=== Fragment strony ===
· · · · · · ·

Jest i obiecany post! ;) Przepraszam, że tak długo to trwało, ale nie wiedziałam jak się za to zabrać. Okropnie ciężki temat. 
*Posłuchaj ze mną: KLIK *

   Czym jest dyskryminacja?
   Dyskryminacja - forma marginalizacji (wykluczenia społecznego), objawiająca się poprzez traktowanie danej osoby mniej przychylnie, niż innej w porównywalnej sytuacji ze względu na jakąś cechę, np. okres rozwojowy, niepełnosprawność, orientację seksualną, płeć, wyznawaną religię, światopogląd, narodowość lub rasę. (wikipedia)


   Moim zdaniem dyskryminacja często bierze się z uprzedzeń. Ze stereotypów, którymi ludzie żyją. Być może wśród młodzieży wynika to z tego, że chcą się 'pokazać'? Nie mam pojęcia. Dyskryminacja jest trudnym tematem...
   Nawet nie mam pojęcia, jak się odnieść do tego, ponieważ nigdy nie doświadczyłam takiego zjawiska (?)

· · · · · · ·

=== Cel ===
Przepisz w całości powyższy wpis o dyskryminacji, bez żadnych zmian.

=== Zestawienie danych ===

· · · · · · ·

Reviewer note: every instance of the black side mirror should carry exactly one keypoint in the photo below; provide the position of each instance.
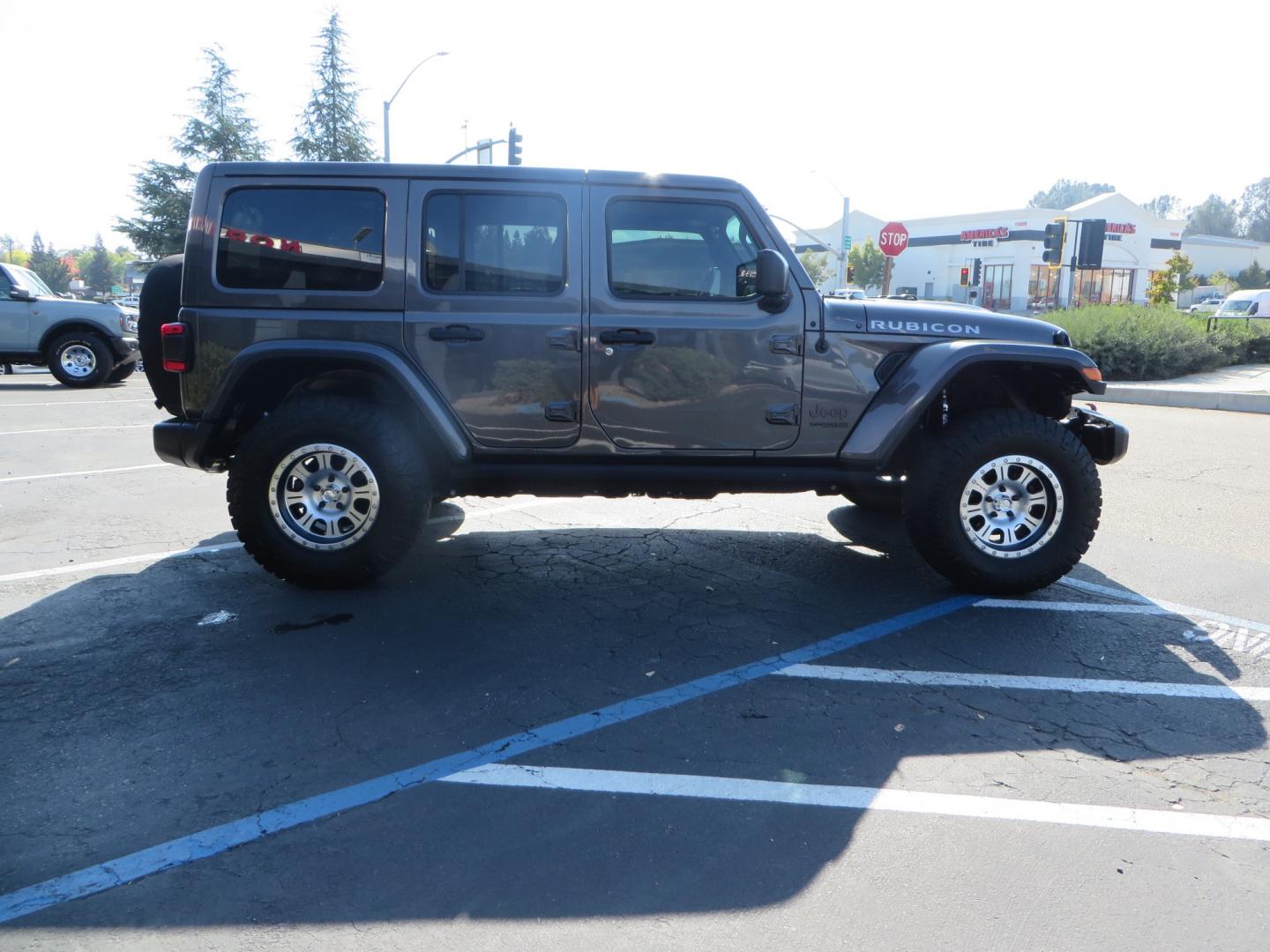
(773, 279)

· · · · · · ·

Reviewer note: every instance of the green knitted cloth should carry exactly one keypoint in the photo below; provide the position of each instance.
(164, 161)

· · · · · · ·

=== Odpowiedź ===
Jest i obiecany post! ;) Przepraszam, że tak długo to trwało, ale nie wiedziałam jak się za to zabrać. Okropnie ciężki temat. 
*Posłuchaj ze mną: KLIK *

   Czym jest dyskryminacja?
   Dyskryminacja - forma marginalizacji (wykluczenia społecznego), objawiająca się poprzez traktowanie danej osoby mniej przychylnie, niż innej w porównywalnej sytuacji ze względu na jakąś cechę, np. okres rozwojowy, niepełnosprawność, orientację seksualną, płeć, wyznawaną religię, światopogląd, narodowość lub rasę. (wikipedia)


   Moim zdaniem dyskryminacja często bierze się z uprzedzeń. Ze stereotypów, którymi ludzie żyją. Być może wśród młodzieży wynika to z tego, że chcą się 'pokazać'? Nie mam pojęcia. Dyskryminacja jest trudnym tematem...
   Nawet nie mam pojęcia, jak się odnieść do tego, ponieważ nigdy nie doświadczyłam takiego zjawiska (?)